*** ENTRIES PROVIDED Section Begins ***

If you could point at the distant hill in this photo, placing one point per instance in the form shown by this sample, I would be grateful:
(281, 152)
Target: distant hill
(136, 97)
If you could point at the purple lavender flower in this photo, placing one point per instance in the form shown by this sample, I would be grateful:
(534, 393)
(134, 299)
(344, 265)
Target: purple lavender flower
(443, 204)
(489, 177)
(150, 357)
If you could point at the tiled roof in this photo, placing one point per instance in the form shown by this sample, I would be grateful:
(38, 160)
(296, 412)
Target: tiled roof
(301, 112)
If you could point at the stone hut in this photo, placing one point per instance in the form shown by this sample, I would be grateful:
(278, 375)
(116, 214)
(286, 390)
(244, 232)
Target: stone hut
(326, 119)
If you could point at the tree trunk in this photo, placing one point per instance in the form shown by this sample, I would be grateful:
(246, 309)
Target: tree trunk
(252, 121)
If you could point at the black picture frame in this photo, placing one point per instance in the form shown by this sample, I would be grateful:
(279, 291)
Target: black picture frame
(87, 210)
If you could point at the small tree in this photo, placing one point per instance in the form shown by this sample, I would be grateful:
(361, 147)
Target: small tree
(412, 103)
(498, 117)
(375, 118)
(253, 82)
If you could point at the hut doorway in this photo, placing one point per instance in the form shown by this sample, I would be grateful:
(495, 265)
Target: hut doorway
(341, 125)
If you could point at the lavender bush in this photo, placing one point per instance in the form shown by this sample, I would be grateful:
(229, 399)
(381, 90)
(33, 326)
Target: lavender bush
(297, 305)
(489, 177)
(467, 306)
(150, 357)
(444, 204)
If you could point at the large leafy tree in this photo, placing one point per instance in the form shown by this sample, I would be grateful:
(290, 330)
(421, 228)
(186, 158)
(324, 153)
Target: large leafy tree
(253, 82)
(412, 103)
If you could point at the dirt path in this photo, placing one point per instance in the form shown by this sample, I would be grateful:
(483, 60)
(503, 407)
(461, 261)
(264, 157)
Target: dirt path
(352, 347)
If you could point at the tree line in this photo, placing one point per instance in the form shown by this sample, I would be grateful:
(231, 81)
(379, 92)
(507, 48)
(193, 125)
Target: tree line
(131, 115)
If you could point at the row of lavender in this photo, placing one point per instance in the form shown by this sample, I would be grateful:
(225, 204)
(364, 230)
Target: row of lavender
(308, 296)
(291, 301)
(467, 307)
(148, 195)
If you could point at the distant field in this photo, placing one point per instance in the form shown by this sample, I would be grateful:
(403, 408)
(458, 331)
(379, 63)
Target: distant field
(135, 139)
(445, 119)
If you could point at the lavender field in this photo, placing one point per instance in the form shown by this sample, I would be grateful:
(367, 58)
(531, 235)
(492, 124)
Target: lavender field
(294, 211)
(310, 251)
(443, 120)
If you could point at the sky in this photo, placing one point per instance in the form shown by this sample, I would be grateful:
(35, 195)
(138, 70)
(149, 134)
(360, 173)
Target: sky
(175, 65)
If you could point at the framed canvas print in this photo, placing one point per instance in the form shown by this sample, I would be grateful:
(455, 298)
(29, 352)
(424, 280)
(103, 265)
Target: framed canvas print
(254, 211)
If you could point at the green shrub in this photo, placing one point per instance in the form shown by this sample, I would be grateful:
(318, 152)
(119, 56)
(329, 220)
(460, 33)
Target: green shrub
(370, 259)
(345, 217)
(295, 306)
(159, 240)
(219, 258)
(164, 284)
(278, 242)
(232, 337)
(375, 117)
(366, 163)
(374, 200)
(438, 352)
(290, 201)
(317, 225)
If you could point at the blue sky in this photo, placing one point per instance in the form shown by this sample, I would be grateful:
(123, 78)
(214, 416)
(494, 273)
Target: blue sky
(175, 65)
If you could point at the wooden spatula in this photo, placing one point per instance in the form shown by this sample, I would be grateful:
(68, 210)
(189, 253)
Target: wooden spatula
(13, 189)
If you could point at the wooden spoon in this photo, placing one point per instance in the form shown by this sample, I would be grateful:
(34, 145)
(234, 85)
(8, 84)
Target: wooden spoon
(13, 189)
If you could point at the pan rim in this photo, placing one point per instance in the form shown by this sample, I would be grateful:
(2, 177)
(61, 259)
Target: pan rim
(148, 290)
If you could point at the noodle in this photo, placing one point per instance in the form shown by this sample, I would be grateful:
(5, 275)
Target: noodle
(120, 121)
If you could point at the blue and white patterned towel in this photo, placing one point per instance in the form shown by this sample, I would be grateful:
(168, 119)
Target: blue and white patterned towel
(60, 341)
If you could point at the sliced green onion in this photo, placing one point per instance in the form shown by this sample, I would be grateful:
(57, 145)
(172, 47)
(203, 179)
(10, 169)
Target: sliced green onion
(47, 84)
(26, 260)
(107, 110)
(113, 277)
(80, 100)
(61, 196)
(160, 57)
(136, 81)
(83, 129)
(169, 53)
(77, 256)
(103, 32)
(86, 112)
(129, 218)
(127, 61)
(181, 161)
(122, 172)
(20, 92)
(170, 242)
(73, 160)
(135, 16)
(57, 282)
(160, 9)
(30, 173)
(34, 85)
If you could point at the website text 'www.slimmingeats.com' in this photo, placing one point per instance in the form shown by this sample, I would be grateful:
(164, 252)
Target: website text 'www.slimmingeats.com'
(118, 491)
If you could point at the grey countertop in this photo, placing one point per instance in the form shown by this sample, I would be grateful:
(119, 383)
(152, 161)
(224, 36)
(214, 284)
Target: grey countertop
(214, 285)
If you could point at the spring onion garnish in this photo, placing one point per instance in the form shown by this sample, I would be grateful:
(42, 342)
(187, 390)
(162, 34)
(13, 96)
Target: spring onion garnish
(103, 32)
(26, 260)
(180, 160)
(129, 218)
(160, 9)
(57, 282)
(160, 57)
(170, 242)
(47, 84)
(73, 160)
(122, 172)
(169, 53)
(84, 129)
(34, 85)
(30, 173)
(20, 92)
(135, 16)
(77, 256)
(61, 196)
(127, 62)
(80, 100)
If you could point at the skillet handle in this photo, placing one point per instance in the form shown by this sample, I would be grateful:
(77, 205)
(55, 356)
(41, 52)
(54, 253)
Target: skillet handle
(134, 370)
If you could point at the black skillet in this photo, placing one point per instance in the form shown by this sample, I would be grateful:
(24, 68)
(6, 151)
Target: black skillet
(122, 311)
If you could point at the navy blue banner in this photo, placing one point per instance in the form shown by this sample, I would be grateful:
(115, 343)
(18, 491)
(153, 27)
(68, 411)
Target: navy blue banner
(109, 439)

*** ENTRIES PROVIDED Section Ends ***

Retype each record, matching it exactly.

◆ PROBLEM SOLUTION
If you could point at the distant hill in this photo, placing one point per instance in the form shown by this sample, I would be grateful:
(281, 152)
Target: distant hill
(136, 97)
If you could point at the purple lavender flower in this photo, placing one point per instance in the form shown by this sample, I would be grateful:
(534, 393)
(134, 299)
(344, 265)
Target: purple lavender flower
(443, 204)
(489, 177)
(150, 357)
If you could point at the tiled roof in this photo, placing one point per instance in the form shown by this sample, I would be grateful:
(38, 160)
(296, 412)
Target: tiled roof
(301, 112)
If you could point at the stone hut in this photo, placing one point per instance in the form shown by this sample, I would be grateful:
(278, 375)
(116, 214)
(286, 390)
(244, 232)
Target: stone hut
(326, 119)
If you could point at the tree trunk in this photo, placing one point per instance in the form shown by this sample, I would be grateful:
(246, 309)
Target: tree trunk
(252, 121)
If you could point at the black picture frame in this photo, placing one point per instance in the form shown by this sample, I would be grateful:
(279, 291)
Target: black picture frame
(87, 210)
If you could point at the small tree in this photo, placing one point per instance in the form shown by this sample, I would be grateful:
(361, 147)
Target: small tree
(412, 103)
(498, 117)
(375, 118)
(253, 82)
If you could point at the hut doorway in this photo, placing one point per instance in the form shown by this sample, I would be grateful:
(495, 265)
Target: hut doorway
(341, 125)
If you could point at the lavender bush in this photo, placing one point per instance in the form shown by this sample, I would be grateful:
(229, 399)
(381, 90)
(33, 326)
Target: lavender bush
(297, 305)
(489, 177)
(467, 306)
(150, 357)
(444, 204)
If you could point at the large leafy tree in this photo, placing one point per instance in the form shown by this sample, I would be grateful:
(290, 330)
(421, 228)
(186, 158)
(324, 153)
Target: large leafy tree
(253, 82)
(412, 103)
If you could point at the dirt path in this photo, placing one point per instance in the form shown by this sample, I would be grateful:
(483, 60)
(503, 407)
(461, 261)
(264, 157)
Target: dirt path
(352, 347)
If you could point at the tree line in this photo, placing one point per instance in the form shown by this sample, I would be grateful:
(231, 81)
(379, 92)
(507, 48)
(193, 125)
Target: tree line
(131, 115)
If you could point at the row of lavender in this photo, placing one point per instance in the form shown by this sample, I would be grateful:
(225, 204)
(364, 230)
Target: row of lavender
(308, 296)
(291, 301)
(467, 307)
(148, 195)
If you could point at the distant field in this photo, placing one point per instance in the form shown by this sample, I would be grateful:
(403, 408)
(458, 331)
(379, 63)
Target: distant field
(135, 139)
(445, 119)
If you could point at the lavender field in this photo, placing one point per instance in the form shown by this sample, I would be grateful:
(367, 58)
(531, 235)
(492, 124)
Target: lavender field
(294, 211)
(310, 251)
(443, 120)
If you could point at the sky in this photo, placing one point per instance in the form shown by this sample, I would be grateful:
(35, 195)
(138, 70)
(149, 134)
(360, 173)
Target: sky
(175, 65)
If you could point at the framed canvas print in this photo, placing one point per instance in the form shown by this sample, I would be grateful:
(455, 298)
(29, 352)
(424, 280)
(103, 265)
Target: framed canvas print
(254, 211)
If you could point at the green shrub in this photo, placing one point per instance in the form shown by this sample, I would be grateful:
(318, 152)
(119, 56)
(329, 220)
(460, 33)
Target: green shrub
(370, 259)
(345, 217)
(295, 306)
(159, 240)
(219, 258)
(164, 284)
(278, 242)
(232, 337)
(375, 117)
(366, 163)
(374, 200)
(438, 352)
(290, 201)
(317, 225)
If you could point at the blue sky in this photo, placing one point per instance in the form shown by this sample, I would be grateful:
(123, 78)
(214, 416)
(494, 273)
Target: blue sky
(175, 65)
If you could point at the wooden spatula in this photo, placing one point per instance in the form shown by this sample, I would be grateful:
(68, 210)
(189, 253)
Target: wooden spatula
(13, 189)
If you could point at the wooden spoon in this photo, placing one point per instance in the form shown by this sample, I would be grateful:
(34, 145)
(234, 85)
(8, 84)
Target: wooden spoon
(13, 189)
If you could point at the pan rim in this photo, placing one point per instance in the form shown by this sample, I would be grateful:
(2, 177)
(61, 259)
Target: pan rim
(148, 290)
If you could point at the noodle in this photo, placing one point per instance in the form shown by this sample, I would be grateful:
(5, 275)
Target: noodle
(120, 121)
If you could point at the blue and white patterned towel in this photo, placing one point per instance in the form shown by this sample, I would be grateful:
(168, 119)
Target: blue and white patterned towel
(60, 341)
If you could point at the sliced green onion in this photo, placing one point per instance in the form shown by this sample, I would be grateful:
(57, 145)
(172, 47)
(203, 179)
(10, 169)
Target: sliced green onion
(47, 84)
(26, 260)
(107, 110)
(113, 277)
(80, 100)
(61, 196)
(160, 57)
(136, 81)
(83, 129)
(169, 53)
(77, 256)
(103, 32)
(86, 112)
(129, 218)
(127, 61)
(181, 161)
(122, 172)
(20, 92)
(170, 242)
(73, 160)
(135, 16)
(57, 282)
(160, 9)
(30, 173)
(34, 85)
If you could point at the website text 'www.slimmingeats.com' in this photo, placing one point per instance in the form shown by this sample, I would be grateful:
(164, 252)
Target: website text 'www.slimmingeats.com'
(118, 491)
If you could point at the grey countertop in this photo, placing one point per instance in the form shown by this sample, I would be grateful:
(119, 383)
(152, 161)
(224, 36)
(214, 284)
Target: grey countertop
(214, 285)
If you could point at the spring onion garnish in this photo, placing one point per instance in the form shown by this sample, I would be grateful:
(42, 342)
(187, 390)
(162, 34)
(13, 96)
Target: spring onion garnish
(103, 32)
(26, 260)
(180, 160)
(129, 218)
(160, 9)
(57, 282)
(160, 57)
(170, 242)
(47, 84)
(73, 160)
(122, 172)
(169, 53)
(84, 129)
(34, 85)
(30, 173)
(20, 92)
(135, 16)
(77, 256)
(61, 196)
(127, 62)
(80, 100)
If you could point at the skillet handle in this photo, placing one point per instance in the form shown by this sample, I would be grateful:
(77, 205)
(55, 356)
(41, 52)
(54, 253)
Target: skillet handle
(134, 370)
If you could point at the black skillet in this photo, placing one point per instance in the form shown by this sample, I would be grateful:
(24, 68)
(6, 151)
Target: black skillet
(122, 311)
If you could point at the navy blue banner in this photo, placing one point per instance in the form shown by this sample, I would be grateful:
(115, 343)
(18, 491)
(153, 27)
(68, 411)
Target: navy blue banner
(109, 439)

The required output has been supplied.